### What this task involves
Repeat the lines of the listing exactly, starting at the line that contains "Can you spot any teal wall?" and stopping after the line that contains "[529,238,544,266]".

### Extracted entries

....

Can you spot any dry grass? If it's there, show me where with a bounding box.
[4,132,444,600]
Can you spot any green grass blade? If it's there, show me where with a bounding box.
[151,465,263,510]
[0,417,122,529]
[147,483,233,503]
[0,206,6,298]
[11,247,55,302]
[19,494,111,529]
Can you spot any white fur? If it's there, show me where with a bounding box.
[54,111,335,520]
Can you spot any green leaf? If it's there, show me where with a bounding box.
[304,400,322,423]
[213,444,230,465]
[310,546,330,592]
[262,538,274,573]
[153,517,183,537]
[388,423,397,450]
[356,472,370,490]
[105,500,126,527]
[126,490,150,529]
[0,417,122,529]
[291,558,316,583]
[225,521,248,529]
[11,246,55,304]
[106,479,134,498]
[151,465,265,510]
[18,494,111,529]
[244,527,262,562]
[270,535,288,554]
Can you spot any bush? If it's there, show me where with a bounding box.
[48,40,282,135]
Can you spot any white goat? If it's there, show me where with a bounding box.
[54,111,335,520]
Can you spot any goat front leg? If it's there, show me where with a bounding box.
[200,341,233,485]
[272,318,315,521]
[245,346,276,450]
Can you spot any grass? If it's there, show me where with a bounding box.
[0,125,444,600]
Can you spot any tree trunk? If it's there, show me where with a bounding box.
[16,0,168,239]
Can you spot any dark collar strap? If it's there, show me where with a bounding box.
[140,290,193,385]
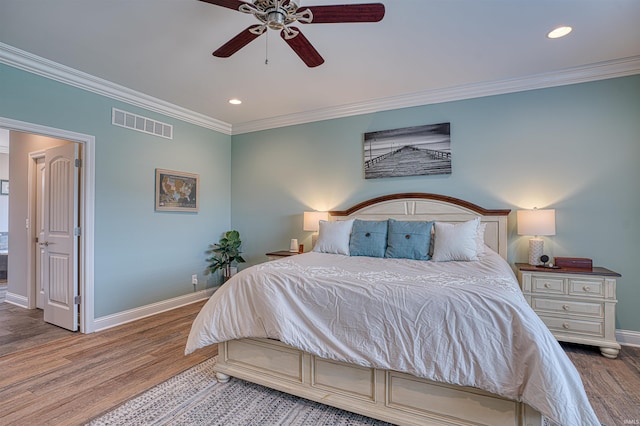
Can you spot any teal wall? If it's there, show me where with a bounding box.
[231,76,640,331]
[0,64,231,318]
[0,60,640,331]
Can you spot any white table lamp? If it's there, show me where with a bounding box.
[302,212,329,248]
[516,209,556,265]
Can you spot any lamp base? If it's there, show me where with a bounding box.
[529,238,544,266]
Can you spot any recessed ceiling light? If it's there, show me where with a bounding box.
[547,26,573,38]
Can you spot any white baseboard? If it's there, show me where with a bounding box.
[93,288,216,331]
[4,291,29,309]
[616,330,640,348]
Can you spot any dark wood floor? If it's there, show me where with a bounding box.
[0,303,74,356]
[0,302,640,426]
[562,343,640,426]
[0,302,218,426]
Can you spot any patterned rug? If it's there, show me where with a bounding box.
[89,358,388,426]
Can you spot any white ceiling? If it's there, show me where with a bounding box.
[0,0,640,133]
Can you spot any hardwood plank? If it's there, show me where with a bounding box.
[0,301,218,425]
[0,301,640,426]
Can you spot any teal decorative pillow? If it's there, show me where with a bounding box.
[384,219,433,260]
[349,219,387,257]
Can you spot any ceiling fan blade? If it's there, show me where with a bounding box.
[213,25,267,58]
[296,3,384,24]
[200,0,247,10]
[280,26,324,68]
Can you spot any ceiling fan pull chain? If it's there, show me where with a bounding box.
[264,31,269,65]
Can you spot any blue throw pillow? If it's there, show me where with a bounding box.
[384,219,433,260]
[349,219,387,257]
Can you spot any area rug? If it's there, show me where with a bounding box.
[89,358,388,426]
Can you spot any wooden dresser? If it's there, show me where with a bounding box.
[516,263,621,358]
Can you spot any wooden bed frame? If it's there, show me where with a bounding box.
[216,193,547,426]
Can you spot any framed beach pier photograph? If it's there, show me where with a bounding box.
[156,169,200,212]
[364,123,451,179]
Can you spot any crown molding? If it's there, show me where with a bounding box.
[233,56,640,135]
[0,42,231,135]
[0,42,640,135]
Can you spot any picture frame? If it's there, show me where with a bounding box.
[363,123,451,179]
[155,169,200,213]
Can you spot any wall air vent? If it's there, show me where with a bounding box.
[111,108,173,139]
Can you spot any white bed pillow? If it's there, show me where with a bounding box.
[476,222,487,256]
[313,219,353,256]
[431,218,480,262]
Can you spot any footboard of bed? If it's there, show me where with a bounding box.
[216,339,546,426]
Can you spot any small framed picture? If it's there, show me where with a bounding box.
[156,169,200,213]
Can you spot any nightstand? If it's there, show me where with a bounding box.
[265,250,300,260]
[516,263,621,358]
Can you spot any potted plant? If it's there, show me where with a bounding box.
[207,230,245,281]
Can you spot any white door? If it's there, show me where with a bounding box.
[35,157,45,309]
[38,143,78,331]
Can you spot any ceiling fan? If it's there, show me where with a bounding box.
[200,0,384,68]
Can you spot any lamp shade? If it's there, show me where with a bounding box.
[302,212,329,232]
[516,209,556,236]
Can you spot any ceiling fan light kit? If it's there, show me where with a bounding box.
[200,0,385,68]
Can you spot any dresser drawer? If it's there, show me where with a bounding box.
[569,278,604,297]
[531,275,566,294]
[531,297,604,319]
[539,315,604,337]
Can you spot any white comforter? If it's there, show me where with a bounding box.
[185,251,600,426]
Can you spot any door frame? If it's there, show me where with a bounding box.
[0,117,96,333]
[28,150,45,309]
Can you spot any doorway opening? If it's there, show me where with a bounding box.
[0,117,95,333]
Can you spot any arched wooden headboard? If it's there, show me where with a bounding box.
[329,192,511,260]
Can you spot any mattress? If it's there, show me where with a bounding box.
[185,249,599,425]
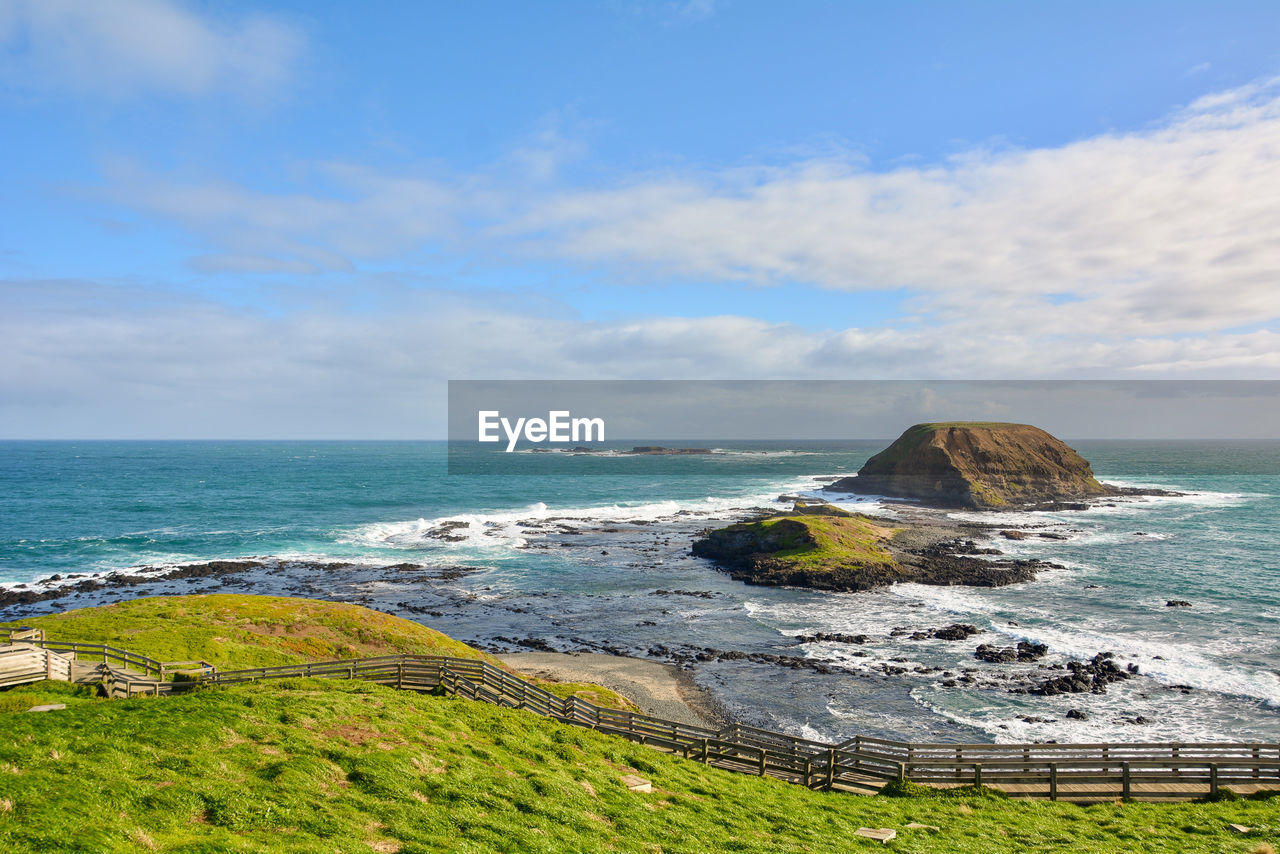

....

### Correct answer
Can you spot any teal wall? If it's there, show me where with a bounding box.
[231,76,640,331]
[0,64,231,318]
[0,60,640,331]
Can you spot any white table lamp? If it's there, show me where with a bounding box.
[302,212,329,248]
[516,209,556,265]
Can you spot any lamp base? If it's there, show me where with a bounding box.
[529,238,544,266]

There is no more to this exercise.